◆ WHAT IS BEING ASKED:
Nothing is needed except the lines below that run from the one with "box: [208, 40, 234, 65]" through the one with "positive clicks: (543, 469)", repeated exactly.

◆ Collected data:
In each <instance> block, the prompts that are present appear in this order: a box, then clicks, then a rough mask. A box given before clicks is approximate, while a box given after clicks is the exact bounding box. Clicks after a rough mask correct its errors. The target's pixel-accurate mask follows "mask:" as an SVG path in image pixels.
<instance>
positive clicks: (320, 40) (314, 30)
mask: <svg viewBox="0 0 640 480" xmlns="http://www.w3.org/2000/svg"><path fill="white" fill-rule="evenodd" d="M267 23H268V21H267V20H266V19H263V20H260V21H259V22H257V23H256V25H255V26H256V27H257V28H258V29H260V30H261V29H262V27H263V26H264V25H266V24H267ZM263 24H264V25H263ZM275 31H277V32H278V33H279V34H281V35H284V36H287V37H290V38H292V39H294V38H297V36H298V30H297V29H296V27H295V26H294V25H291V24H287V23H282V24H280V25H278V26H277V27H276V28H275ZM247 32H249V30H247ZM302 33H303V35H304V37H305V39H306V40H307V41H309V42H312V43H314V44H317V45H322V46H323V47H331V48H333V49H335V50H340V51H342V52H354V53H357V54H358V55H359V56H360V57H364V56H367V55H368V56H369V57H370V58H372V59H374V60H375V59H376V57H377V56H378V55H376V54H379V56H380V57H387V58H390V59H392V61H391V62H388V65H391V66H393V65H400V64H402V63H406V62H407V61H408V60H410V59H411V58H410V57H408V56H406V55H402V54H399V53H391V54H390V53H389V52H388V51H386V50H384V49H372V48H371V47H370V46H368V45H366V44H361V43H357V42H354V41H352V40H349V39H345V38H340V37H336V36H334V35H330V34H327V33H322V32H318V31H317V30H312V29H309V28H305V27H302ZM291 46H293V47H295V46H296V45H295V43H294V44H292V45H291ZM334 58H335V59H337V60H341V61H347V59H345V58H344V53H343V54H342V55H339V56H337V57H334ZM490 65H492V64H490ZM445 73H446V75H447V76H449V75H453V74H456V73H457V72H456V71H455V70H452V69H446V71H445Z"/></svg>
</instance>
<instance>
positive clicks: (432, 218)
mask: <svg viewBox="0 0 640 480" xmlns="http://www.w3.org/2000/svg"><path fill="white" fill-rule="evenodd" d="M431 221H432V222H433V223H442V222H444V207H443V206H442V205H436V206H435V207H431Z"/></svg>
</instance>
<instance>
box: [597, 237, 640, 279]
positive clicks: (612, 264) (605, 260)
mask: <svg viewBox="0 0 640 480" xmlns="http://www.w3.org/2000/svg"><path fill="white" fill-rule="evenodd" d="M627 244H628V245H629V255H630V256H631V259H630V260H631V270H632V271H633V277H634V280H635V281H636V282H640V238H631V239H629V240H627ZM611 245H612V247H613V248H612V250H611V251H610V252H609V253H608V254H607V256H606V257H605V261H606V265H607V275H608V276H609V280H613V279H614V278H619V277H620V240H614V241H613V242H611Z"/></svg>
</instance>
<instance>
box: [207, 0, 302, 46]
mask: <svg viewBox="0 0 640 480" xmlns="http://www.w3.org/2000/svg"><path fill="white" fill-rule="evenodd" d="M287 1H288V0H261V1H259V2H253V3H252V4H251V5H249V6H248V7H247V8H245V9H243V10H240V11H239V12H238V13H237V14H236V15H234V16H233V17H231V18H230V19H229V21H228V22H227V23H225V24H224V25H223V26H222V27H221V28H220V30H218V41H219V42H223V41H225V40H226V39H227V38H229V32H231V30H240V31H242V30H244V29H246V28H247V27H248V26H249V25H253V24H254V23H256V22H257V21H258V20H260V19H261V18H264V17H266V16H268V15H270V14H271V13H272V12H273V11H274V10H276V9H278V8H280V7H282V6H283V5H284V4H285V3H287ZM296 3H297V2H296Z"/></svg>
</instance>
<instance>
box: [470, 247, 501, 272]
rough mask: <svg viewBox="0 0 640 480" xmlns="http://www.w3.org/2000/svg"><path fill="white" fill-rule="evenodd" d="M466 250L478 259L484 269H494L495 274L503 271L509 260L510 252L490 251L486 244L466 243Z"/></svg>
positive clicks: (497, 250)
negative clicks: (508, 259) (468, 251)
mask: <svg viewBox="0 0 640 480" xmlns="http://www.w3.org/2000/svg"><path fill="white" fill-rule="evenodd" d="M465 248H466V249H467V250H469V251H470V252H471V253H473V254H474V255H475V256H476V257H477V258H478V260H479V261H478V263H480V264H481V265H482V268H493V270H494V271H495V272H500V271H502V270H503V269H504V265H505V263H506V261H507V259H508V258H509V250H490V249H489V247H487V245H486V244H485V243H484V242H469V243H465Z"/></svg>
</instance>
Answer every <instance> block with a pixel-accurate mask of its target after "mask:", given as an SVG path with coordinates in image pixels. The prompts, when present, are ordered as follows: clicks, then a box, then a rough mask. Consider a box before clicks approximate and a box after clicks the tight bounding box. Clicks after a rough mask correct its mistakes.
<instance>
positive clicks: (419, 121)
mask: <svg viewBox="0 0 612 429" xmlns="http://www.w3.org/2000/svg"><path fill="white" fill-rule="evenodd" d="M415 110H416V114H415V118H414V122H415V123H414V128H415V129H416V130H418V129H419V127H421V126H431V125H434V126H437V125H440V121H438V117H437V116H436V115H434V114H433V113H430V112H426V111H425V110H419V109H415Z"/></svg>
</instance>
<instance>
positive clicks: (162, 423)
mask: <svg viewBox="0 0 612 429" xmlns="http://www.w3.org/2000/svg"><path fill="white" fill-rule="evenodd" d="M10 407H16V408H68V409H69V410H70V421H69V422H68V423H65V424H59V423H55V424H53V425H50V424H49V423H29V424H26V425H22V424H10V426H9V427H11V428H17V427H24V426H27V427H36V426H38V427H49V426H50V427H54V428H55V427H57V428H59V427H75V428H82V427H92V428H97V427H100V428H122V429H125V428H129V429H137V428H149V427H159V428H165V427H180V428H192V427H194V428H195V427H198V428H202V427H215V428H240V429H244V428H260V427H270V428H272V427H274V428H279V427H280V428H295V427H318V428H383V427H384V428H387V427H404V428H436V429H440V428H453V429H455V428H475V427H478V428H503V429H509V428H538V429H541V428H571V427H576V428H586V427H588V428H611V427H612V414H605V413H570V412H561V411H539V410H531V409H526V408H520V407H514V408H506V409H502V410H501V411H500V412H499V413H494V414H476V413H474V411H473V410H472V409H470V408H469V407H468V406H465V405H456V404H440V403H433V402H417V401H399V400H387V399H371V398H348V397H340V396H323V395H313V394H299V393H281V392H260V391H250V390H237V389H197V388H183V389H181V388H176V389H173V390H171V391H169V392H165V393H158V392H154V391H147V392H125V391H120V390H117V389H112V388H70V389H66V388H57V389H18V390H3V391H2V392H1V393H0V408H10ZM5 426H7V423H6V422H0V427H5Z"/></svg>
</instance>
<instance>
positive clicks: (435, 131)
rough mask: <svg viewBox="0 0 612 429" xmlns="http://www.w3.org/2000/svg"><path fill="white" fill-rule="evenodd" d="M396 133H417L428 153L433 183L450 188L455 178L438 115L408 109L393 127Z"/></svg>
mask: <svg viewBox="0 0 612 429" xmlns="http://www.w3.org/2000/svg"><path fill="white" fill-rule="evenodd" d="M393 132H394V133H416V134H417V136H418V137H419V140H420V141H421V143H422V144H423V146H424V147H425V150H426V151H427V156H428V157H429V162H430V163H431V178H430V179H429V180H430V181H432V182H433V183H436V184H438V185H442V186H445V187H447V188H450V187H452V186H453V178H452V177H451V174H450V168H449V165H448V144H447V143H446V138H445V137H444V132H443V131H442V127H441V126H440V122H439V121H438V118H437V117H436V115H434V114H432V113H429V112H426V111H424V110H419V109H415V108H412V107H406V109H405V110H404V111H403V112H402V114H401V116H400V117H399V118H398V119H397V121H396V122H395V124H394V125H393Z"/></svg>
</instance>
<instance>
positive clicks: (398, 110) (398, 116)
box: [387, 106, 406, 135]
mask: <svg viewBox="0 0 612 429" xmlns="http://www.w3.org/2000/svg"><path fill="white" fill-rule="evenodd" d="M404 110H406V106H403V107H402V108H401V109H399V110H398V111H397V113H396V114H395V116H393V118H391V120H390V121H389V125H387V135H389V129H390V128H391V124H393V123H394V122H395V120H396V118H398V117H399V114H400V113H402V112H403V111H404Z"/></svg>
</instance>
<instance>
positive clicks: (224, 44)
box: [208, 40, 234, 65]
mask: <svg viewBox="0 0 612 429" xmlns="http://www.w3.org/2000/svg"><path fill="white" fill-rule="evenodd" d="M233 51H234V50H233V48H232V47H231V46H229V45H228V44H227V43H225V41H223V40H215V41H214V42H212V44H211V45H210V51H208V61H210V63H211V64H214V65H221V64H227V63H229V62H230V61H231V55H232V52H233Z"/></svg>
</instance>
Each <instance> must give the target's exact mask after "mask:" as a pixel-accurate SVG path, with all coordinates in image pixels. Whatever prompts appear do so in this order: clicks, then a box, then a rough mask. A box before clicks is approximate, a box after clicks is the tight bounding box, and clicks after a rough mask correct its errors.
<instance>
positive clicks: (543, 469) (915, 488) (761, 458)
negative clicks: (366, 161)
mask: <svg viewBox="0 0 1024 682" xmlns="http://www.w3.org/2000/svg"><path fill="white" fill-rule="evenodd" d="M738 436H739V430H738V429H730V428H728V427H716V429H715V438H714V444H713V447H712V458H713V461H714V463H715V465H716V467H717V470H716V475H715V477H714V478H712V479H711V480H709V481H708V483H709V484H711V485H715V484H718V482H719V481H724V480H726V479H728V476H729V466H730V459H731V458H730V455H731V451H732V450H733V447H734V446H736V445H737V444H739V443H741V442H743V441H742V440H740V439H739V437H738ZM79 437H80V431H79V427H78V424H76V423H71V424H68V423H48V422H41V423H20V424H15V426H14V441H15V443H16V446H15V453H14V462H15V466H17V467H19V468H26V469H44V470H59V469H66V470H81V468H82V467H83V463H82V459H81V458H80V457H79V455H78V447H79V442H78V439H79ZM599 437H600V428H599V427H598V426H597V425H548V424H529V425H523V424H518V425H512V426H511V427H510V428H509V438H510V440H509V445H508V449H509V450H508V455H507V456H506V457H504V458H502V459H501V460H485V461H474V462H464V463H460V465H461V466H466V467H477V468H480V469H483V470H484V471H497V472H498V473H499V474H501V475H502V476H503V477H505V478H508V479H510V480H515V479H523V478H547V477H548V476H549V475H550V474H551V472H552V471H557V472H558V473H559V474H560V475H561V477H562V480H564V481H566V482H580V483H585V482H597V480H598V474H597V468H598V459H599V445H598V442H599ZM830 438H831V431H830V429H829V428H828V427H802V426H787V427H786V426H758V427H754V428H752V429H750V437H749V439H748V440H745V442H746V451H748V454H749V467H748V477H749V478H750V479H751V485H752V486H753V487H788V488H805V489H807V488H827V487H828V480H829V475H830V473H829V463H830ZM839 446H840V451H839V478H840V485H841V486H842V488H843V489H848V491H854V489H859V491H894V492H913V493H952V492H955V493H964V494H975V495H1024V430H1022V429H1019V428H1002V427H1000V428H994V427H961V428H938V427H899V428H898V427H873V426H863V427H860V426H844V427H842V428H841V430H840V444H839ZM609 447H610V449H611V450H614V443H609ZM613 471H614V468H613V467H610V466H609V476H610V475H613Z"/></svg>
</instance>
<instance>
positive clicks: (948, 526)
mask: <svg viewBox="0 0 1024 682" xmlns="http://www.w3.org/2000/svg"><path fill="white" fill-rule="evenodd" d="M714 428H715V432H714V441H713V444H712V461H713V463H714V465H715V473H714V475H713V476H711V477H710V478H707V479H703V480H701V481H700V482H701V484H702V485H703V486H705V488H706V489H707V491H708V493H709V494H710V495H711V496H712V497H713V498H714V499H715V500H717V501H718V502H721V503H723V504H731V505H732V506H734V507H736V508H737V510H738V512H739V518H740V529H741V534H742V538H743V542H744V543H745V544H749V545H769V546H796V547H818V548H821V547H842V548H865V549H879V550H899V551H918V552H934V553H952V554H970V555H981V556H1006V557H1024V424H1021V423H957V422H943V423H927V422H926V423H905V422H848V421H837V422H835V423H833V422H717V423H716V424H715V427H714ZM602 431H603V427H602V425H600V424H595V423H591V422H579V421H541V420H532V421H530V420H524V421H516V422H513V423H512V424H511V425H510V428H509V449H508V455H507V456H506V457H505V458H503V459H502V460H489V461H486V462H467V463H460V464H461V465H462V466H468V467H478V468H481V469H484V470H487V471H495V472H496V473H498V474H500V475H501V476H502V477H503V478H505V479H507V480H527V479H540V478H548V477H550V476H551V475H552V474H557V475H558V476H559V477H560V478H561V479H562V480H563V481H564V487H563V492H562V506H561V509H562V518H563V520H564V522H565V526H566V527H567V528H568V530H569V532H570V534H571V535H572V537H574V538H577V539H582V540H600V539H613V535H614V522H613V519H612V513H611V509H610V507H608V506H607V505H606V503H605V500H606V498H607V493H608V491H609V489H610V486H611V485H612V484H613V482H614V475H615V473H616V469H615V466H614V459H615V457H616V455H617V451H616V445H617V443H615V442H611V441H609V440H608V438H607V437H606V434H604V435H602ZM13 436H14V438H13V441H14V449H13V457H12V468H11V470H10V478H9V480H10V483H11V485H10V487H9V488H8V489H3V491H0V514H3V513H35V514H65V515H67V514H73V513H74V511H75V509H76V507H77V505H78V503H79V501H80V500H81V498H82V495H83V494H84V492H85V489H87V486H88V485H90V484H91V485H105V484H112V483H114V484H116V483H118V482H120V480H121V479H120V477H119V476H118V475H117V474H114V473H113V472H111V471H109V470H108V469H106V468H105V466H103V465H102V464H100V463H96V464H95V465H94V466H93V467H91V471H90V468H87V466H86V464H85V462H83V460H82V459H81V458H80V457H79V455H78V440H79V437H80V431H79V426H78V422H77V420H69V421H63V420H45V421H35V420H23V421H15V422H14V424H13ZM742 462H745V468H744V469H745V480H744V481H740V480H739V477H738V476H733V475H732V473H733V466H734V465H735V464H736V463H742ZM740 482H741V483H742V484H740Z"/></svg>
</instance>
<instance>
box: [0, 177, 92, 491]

◆ ANSWER SPACE:
box: [208, 40, 234, 65]
mask: <svg viewBox="0 0 612 429" xmlns="http://www.w3.org/2000/svg"><path fill="white" fill-rule="evenodd" d="M233 51H234V50H233V48H232V47H231V46H229V45H228V44H227V43H225V41H223V40H215V41H214V42H212V44H211V45H210V51H208V61H210V63H211V64H214V65H221V64H227V63H229V62H230V61H231V55H232V52H233Z"/></svg>
</instance>
Each <instance> must give the target's exact mask after "mask:" as a pixel-accurate SVG path, with all coordinates in image pixels. Whatever prompts appear do so in this order: clicks, then a box, then a rough mask. A box before clicks is approximate, a box after clicks is the tight bounding box, and clicks after a rough mask correct its errors.
<instance>
positive clicks: (543, 469) (915, 488) (761, 458)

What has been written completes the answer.